TEXTE DE L'EXERCICE
--

De Balzac (on pense, entre autres, à la jaunisse, élément déterminant du Cousin Pons) à Hervé Guibert (toute son œuvre, pas seulement les derniers écrits) la maladie, son cortège de mystères, d’effrois, de douleurs sont inscrits dans notre littérature.

Son frère de Philippe Besson, chronique imaginaire des derniers mois d’un incurable, est un texte précieux. Grâce à ce récit, son auteur semble être parvenu à une sorte de maturité. Il s’est libéré, en tout cas, de nombreux défauts : emphase, propension à utiliser des clichés, didactisme, tels qu’on les trouve dans son premier livre En l’absence des hommes. Tout ce que Patrice Chéreau, en adaptant Son frère pour la télévision, malheureusement, n’a pas su éviter.

J’ignorais qu’on pouvait mourir en été. Je croyais que la mort survenait en hiver, qu’il lui fallait le froid, la grisaille, une sorte de désolation. Je découvre qu’elle peut exercer sa besogne en plein soleil, en pleine lumière… Le texte de Besson, grave, n’est que clarté. La luminosité foudroie son récit. Que reste-t-il de cette agonie surexposée, de cette brûlure des âmes, filmées par Chéreau ?

Son frère (c) D.R.
Chéreau, créateur pugnace, courageux a éliminé ou transformé les éléments romanesques de l’ouvrage, privilégié, en quelque sorte, ses ressorts dramatiques (la part de l’ombre). C’est son droit. La ressemblance physique frappante des deux protagonistes principaux a disparu, leur histoire (leur profession, leur identité, leur passé commun, leurs amours) a été entièrement remodelée. Les personnages gravitant autour d’eux, souvent, ne sont plus que des pièces rapportées. La chute a été revisitée.

--

TÂCHES À RÉALISER
**1.** Répondez à ces questions sur le texte consacré à Son frère de Philippe Besson :
(a) Quel élément du Cousin Pons le texte présente-t-il comme déterminant ?
(b) Quel est le titre du premier livre de Philippe Besson ?
(c) Pour quel média Patrice Chéreau a-t-il adapté Son frère ?
**2.** Poursuivez le texte consacré à Son frère de Philippe Besson, à partir de sa dernière phrase.

DONNÉES
--

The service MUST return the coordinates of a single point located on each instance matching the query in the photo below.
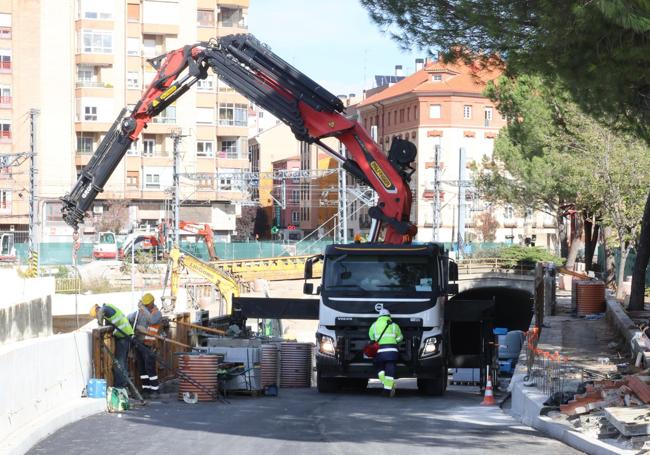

--

CORRIGÉ DES ACTIVITÉS
**1.**
(a) La jaunisse.
(b) En l'absence des hommes.
(c) La télévision.

**2.**
Son “ appropriation ” du milieu hospitalier, un labyrinthe peuplé d’errants (corps médical, malades, confondus), témoigne d’une grande rigueur. Le trouble des deux frères (deux hommes réunis involontairement, confrontés au bon vouloir de la science, souffrant et s’épiant impuissants) est, en effet, parfois palpable. Mais sa mise en scène est poussive. Ses dialogues sont vains, attendus (on se surprend à regretter une histoire sans parole tant les mots, systématiquement, nuisent à ses plans).

…Aujourd’hui, il me semble que je me mettrais à genoux pour qu’on évoque encore une fois notre ressemblance. Et j’assumerais de n’être pas le préféré. Mais sans doute est-il trop tard. Sans doute a-t-il été trop tard, dès le commencement.